━━━━━ Documento ━━━━━

La gestione delle batterie usate (Fonte: Batteries on wheels: the role of battery electric cars in the EU power system and beyond (T&E, 2019)
È senz’altro possibile gestire la rete elettrica
Un quarto argomento è la presunta impossibilità di garantire un adeguato rifornimento elettrico al paese una volta che il parco auto sia sostanzialmente diventato elettrico. Si tratta di un argomento palesemente infondato, come spiegano bene i numeri coinvolti, che prevedono un incremento forse di 10 terawattora (TWh) della domanda elettrica al 2030, su una produzione attuale di 320 TWh e che non preoccupano affatto i gestori della rete elettrica italiana, che di queste cose si occupano da anni. Meno promettente di quanto spesso si racconti risulterebbe invece secondo Arera il sistema V2G, con cui le auto collegate alle prese possono fornire una riserva di energia nei momenti in cui la rete lo richieda. In generale comunque le rete elettrica nazionale gestita da Terna è in continua ristrutturazione e potenziamento, e i finanziamenti connessi giungono anche dalla Banca europea degli investimenti che ha recentemente garantito 400 M€ a questo scopo.

━━━━━

▶ Esercizio assegnato
Prosegui il testo sulla rete elettrica e le auto elettriche partendo dopo l'ultima frase riportata. I record sono materiale a sé stante, distinto dal testo.

━━━━━ Materiale fornito ━━━━━

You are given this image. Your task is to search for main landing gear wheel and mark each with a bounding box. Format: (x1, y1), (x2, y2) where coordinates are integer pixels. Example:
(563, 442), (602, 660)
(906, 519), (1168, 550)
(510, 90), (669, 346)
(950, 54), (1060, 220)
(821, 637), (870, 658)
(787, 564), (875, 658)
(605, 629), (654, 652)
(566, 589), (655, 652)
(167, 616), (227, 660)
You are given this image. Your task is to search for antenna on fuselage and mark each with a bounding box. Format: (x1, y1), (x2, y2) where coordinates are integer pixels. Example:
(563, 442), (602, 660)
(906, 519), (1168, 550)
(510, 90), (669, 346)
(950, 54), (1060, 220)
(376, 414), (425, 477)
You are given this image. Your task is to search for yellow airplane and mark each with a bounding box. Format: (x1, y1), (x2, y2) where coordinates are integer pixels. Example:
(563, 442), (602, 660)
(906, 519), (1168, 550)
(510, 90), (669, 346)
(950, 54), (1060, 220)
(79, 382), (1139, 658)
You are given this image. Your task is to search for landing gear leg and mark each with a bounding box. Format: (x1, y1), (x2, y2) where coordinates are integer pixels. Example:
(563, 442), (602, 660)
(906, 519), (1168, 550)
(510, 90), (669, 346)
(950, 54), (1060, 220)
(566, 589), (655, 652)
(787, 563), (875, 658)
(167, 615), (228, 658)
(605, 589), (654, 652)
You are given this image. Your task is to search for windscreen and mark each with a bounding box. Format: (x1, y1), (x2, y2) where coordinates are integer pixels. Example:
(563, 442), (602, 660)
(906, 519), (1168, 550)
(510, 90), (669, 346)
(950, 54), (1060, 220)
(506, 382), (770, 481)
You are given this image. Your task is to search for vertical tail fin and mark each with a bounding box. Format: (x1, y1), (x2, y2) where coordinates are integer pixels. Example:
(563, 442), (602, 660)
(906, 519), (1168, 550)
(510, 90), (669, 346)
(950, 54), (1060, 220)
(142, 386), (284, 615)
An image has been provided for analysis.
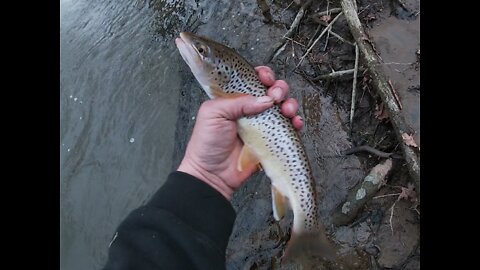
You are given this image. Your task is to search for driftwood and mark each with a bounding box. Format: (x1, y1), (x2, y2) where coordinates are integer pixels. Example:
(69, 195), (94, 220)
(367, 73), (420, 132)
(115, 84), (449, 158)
(333, 159), (392, 226)
(341, 0), (420, 197)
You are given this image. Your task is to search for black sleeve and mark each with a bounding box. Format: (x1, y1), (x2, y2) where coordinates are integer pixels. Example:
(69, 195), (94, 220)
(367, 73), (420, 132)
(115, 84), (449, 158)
(104, 172), (236, 270)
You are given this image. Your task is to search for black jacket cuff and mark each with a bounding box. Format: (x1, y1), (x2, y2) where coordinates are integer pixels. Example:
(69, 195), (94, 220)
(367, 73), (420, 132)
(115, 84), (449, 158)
(147, 171), (236, 252)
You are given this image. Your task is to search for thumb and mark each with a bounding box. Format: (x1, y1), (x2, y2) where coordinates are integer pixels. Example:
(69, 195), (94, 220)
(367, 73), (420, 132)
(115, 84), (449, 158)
(212, 95), (273, 120)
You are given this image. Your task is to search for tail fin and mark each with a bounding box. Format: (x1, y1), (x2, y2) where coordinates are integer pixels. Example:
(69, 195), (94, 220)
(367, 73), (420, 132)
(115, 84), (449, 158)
(282, 230), (337, 262)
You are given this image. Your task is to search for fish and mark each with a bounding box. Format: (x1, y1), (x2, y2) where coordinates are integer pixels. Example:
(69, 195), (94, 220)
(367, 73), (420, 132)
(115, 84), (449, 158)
(175, 32), (335, 261)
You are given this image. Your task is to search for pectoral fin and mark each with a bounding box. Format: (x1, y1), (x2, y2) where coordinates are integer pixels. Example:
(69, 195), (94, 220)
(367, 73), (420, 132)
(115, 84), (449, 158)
(210, 85), (246, 98)
(272, 185), (288, 221)
(237, 145), (260, 172)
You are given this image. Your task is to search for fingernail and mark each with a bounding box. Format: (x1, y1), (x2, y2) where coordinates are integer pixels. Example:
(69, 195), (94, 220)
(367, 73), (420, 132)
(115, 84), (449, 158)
(272, 87), (282, 100)
(257, 96), (273, 103)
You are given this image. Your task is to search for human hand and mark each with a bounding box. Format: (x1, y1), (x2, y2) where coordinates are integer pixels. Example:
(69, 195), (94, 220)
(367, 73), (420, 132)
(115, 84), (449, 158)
(178, 66), (303, 199)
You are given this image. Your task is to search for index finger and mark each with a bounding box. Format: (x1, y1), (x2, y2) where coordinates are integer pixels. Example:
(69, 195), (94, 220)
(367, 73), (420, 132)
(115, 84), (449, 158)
(255, 66), (275, 87)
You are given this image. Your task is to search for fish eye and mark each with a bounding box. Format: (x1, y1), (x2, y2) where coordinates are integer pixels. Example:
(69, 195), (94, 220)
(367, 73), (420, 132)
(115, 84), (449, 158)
(197, 45), (207, 54)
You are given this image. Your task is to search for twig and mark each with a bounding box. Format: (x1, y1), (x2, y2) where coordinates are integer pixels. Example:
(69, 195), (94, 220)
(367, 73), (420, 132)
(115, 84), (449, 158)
(341, 0), (420, 200)
(266, 0), (312, 63)
(285, 38), (307, 47)
(342, 145), (402, 158)
(328, 29), (355, 46)
(389, 199), (398, 235)
(322, 31), (330, 52)
(307, 24), (322, 47)
(373, 192), (402, 199)
(332, 159), (393, 226)
(350, 43), (359, 130)
(312, 69), (353, 81)
(295, 12), (343, 68)
(388, 80), (403, 110)
(312, 8), (342, 17)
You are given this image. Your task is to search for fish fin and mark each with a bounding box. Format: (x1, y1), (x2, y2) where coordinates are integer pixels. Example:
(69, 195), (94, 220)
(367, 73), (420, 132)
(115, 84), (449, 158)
(210, 85), (246, 98)
(237, 145), (260, 172)
(272, 185), (288, 221)
(281, 229), (337, 263)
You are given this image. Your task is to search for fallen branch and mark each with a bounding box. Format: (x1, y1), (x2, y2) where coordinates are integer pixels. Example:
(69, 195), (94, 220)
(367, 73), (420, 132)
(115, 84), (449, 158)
(312, 8), (342, 18)
(312, 68), (353, 81)
(342, 145), (402, 158)
(328, 29), (355, 46)
(341, 0), (420, 198)
(295, 12), (343, 68)
(333, 159), (392, 226)
(350, 43), (358, 130)
(266, 0), (312, 63)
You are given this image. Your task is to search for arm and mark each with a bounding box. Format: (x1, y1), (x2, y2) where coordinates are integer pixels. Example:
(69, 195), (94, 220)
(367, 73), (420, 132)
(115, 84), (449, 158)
(104, 67), (303, 270)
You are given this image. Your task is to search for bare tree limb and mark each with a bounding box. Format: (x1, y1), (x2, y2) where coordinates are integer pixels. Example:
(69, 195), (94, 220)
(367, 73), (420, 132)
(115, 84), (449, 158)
(341, 0), (420, 197)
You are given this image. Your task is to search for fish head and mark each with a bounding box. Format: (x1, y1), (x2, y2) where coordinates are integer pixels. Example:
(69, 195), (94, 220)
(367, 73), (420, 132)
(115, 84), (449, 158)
(175, 32), (251, 98)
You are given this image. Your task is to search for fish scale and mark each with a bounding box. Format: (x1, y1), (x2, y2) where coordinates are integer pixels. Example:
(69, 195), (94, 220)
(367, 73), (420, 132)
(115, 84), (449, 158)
(176, 32), (332, 262)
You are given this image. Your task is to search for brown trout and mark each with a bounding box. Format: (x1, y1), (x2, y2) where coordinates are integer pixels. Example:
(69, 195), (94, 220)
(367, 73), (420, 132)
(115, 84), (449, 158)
(175, 32), (333, 258)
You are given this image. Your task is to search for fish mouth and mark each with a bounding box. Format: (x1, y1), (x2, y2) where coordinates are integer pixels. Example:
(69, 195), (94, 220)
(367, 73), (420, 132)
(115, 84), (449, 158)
(175, 32), (199, 67)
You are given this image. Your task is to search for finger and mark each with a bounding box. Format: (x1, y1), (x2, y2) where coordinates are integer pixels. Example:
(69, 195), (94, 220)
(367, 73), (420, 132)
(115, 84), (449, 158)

━━━━━

▶ Risultato dell'esercizio
Chi ha paura dell’auto elettrica
Gli ulteriori argomenti dei detrattori della transizione al trasporto elettrico, quali la paura degli incendi oppure il timore di restare a piedi, rientrano invece per lo più nel campo della disinformazione, sia spontanea (il passaparola della rete e dei social), sia influenzata dai grandi interessi che stanno dietro al mondo dei combustibili fossili. Un recente libro del giornalista Rai Alessandro Macina, intitolato significativamente “Chi ha paura dell’auto elettrica”, ha riassunto ed efficacemente “smontato” tutte queste argomentazioni.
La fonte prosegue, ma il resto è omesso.